■ EXERCISE SET
a - Decide whether each statement below agrees with the article on the BBI amendment Bill, answering yes or no for each and quoting the words of the article that settle it: (i) The article calls the Prime Minister too weak. (ii) The BBI report was launched at Bomas of Kenya on October 26. (iii) The article judges the Bill to be bad overall.
b - Rewrite everything from "Image: ANDREW KASUKU" down to "has its shortcomings." in the article on the BBI amendment Bill, changing "documents" to "reports".
c - Carry on the article on the BBI amendment Bill from its last sentence.

■ EXERCISE PASSAGE
Start of Block

WEAK PM

Shortcomings of the BBI’s constitutional amendment Bill

The respectability of the Constitution can only be there when there is a commitment

In Summary

• That the bill include issues such as citizen’s responsibilities and issues raised by farmers and pastoralists is dead wrong. The Prime Minister is too weak, a pale shadow of what Kenya needs

• Most of these issues can be established and implemented by Parliament and the Executive.

A delegate reads the BBI report during its launch at Bomas of Kenya on October 26.
BBI REPORT: A delegate reads the BBI report during its launch at Bomas of Kenya on October 26.
Image: ANDREW KASUKU

In sum, the BBI Constitution of Kenya (Amendment) Bill, 2020 is good. But like many other documents, it also has its shortcomings.

End of Block

(Dataset records)
Start of Block

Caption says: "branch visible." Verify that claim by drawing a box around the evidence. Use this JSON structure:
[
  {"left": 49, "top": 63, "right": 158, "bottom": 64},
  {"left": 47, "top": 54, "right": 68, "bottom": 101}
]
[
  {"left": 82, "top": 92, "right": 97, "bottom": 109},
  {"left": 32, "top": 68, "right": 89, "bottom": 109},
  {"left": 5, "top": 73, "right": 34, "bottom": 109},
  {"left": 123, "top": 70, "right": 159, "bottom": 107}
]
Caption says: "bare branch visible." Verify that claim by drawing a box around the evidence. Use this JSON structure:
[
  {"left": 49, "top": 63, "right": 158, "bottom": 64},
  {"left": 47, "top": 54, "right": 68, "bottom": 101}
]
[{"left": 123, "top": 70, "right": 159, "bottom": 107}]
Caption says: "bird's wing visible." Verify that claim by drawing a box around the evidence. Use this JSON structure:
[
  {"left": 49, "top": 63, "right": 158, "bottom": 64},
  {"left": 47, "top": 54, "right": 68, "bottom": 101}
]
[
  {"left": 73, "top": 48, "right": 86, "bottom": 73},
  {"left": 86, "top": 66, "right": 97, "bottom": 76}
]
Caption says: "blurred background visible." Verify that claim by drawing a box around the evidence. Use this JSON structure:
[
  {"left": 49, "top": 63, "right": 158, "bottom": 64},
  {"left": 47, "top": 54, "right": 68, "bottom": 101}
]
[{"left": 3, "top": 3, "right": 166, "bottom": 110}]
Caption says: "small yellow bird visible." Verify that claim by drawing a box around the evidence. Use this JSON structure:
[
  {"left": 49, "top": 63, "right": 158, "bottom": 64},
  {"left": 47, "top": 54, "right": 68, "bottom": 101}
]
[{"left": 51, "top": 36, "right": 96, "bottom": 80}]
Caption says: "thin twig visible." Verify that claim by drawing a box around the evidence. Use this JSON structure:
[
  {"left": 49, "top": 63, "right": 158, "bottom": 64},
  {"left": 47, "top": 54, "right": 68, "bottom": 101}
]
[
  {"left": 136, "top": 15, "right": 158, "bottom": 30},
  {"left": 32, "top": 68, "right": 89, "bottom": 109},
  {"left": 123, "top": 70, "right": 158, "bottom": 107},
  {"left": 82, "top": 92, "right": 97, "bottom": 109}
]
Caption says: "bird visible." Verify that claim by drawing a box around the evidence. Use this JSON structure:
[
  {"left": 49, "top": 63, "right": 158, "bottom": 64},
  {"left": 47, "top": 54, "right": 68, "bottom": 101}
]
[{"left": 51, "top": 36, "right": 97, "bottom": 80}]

End of Block

■ YOUR WRITTEN ANSWERS
a -
(i) Yes: "The Prime Minister is too weak, a pale shadow of what Kenya needs"
(ii) Yes: "during its launch at Bomas of Kenya on October 26"
(iii) No: "the BBI Constitution of Kenya (Amendment) Bill, 2020 is good"

b -
Image: ANDREW KASUKU

In sum, the BBI Constitution of Kenya (Amendment) Bill, 2020 is good. But like many other reports, it also has its shortcomings.

c -
The first shortcoming is that there is too much unconstitutional stuff in it. By this I mean things that should not be found in any serious constitution. Here is why this is the case:

Kenyans have been lured to think and believe that a constitution is a document that speaks to bread-and=butter issues. This is wide off the mark. Ideally, a constitution is a political document wholly concerned with how the people want their government to be structured, power and functions to be distributed — among the three arms of government — and elections to be held.

The danger in viewing a constitution as a document that speaks to bread-andbutter issues is that you’ll always end up producing long and novelish constitutions, such as the 2010 Constitution, full of contradictions, hard to implement and an end in itself.

A constitution need not be long. The American, Norwegian and Vatican constitutions would surface as some of the shortest constitutions in pages.

The BBI amendment Bill has, however, failed to cure this perception and will end up adding more pages to the 2010 document. That the bill recommends amending the Constitution to include issues such as citizen’s responsibilities and issues as raised by farmers and pastoralists is dead wrong because these are not constitutional issues.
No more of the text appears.